Can you copy the Hell or High Water passage word for word, from "Hell or High Water, a" up to and including "Not so much."?

** PROVIDED TEXT follows **

Hell or High Water, a low-profile film that became a critical darling after its 2016 release is being turned into a TV series. But there's an unexpected twist on this one. Hear that headline and you may immediately think that the film's writer Taylor Sheridan is bringing this to Paramount+ under his exclusive deal with them.
But no - this is Fox being canny by recognising that maybe audiences are after Sheridan's brand of middle American rustbelt drama and finding a way to bring it to the screen. With the success of Sheridan's Yellowstone, it seems that US networks are waking up to the idea that there are audiences between the coasts that are under-served by most TV dramas.
A Hell or High Water TV show - that's smart. The revised concept for the series: Not so much.
In the series version, when a ruthless oil tycoon attempts to plunder a West Texas ranching community, two local brothers dodge a zealous Texas Ranger and fight to keep what’s theirs, one bank robbery at a time, come hell or high water.

** End of PROVIDED TEXT **
** SOURCE INFORMATION follows **

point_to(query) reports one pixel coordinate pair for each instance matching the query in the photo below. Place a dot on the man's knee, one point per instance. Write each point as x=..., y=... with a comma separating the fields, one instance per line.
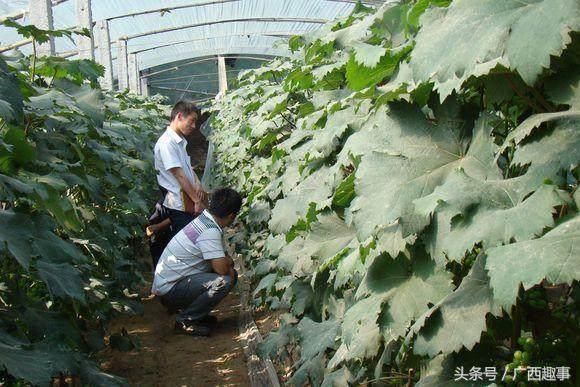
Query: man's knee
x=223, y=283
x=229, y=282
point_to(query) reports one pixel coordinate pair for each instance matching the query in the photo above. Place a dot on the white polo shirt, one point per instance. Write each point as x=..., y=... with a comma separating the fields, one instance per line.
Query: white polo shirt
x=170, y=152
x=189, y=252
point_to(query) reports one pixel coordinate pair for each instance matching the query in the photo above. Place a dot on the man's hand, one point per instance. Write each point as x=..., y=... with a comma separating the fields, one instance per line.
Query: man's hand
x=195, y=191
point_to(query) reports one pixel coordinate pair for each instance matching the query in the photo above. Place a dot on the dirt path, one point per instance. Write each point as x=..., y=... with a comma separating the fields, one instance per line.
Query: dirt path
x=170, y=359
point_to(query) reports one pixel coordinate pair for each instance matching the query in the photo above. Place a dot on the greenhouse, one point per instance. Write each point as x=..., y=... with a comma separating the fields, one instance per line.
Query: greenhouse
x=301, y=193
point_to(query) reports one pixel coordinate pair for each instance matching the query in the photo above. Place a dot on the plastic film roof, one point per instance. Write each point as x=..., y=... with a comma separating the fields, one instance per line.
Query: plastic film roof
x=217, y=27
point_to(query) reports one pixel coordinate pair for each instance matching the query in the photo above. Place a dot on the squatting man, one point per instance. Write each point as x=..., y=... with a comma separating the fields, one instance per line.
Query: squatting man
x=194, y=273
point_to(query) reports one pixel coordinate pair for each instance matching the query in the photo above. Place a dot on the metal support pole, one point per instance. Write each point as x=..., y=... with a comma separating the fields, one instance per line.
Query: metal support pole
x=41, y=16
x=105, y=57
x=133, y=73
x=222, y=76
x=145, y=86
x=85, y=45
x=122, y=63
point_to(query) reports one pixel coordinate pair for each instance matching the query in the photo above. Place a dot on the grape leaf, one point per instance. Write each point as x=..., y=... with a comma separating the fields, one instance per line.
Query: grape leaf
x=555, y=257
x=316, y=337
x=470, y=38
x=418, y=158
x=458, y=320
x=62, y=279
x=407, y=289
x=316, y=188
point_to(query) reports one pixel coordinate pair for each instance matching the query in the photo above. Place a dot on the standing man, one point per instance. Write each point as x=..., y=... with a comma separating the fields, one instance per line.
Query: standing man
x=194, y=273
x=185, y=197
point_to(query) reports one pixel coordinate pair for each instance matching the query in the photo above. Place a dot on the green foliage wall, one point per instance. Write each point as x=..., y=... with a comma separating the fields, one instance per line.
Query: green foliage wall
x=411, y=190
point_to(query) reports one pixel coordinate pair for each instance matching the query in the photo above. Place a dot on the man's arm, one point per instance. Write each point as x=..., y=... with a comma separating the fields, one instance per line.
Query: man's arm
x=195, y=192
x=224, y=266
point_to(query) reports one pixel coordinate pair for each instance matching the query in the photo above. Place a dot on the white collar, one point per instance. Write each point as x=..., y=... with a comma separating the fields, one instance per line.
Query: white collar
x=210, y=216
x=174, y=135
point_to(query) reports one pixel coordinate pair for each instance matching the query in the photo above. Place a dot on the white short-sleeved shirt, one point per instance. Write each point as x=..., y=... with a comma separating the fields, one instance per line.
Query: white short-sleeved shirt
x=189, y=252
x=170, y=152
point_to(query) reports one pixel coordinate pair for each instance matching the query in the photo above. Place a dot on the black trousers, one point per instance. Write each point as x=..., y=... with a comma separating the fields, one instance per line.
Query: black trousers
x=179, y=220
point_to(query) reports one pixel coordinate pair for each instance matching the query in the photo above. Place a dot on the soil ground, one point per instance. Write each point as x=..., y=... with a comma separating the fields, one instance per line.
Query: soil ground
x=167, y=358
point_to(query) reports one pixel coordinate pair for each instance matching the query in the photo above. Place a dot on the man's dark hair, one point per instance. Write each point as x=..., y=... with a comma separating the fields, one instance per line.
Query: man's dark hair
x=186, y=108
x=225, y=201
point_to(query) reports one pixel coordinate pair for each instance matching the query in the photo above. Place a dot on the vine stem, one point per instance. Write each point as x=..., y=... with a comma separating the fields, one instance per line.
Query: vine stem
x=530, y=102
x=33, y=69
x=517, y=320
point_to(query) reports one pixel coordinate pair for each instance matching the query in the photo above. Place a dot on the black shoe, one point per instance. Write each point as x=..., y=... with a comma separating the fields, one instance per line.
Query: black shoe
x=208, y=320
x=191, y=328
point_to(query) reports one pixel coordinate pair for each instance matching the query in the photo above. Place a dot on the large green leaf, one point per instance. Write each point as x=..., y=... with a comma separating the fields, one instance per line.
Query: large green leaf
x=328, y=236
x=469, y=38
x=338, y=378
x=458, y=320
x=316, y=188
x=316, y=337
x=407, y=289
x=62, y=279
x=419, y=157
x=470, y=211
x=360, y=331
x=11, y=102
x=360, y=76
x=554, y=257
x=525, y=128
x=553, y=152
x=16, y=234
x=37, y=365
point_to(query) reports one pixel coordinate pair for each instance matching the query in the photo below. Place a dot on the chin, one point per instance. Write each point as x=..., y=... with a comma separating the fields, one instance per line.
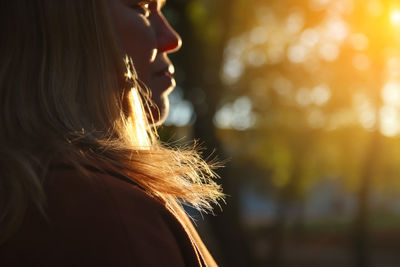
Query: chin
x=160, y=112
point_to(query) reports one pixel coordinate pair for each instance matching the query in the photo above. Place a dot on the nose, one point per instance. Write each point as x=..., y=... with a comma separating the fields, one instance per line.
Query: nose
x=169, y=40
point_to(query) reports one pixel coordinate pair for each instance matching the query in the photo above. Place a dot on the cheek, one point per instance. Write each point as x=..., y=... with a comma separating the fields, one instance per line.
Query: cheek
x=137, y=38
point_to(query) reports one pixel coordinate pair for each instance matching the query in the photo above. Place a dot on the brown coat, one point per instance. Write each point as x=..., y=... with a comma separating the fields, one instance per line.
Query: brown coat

** End of SOURCE INFORMATION **

## ANSWER SPACE
Hell or High Water, a low-profile film that became a critical darling after its 2016 release is being turned into a TV series. But there's an unexpected twist on this one. Hear that headline and you may immediately think that the film's writer Taylor Sheridan is bringing this to Paramount+ under his exclusive deal with them.
But no - this is Fox being canny by recognising that maybe audiences are after Sheridan's brand of middle American rustbelt drama and finding a way to bring it to the screen. With the success of Sheridan's Yellowstone, it seems that US networks are waking up to the idea that there are audiences between the coasts that are under-served by most TV dramas.
A Hell or High Water TV show - that's smart. The revised concept for the series: Not so much.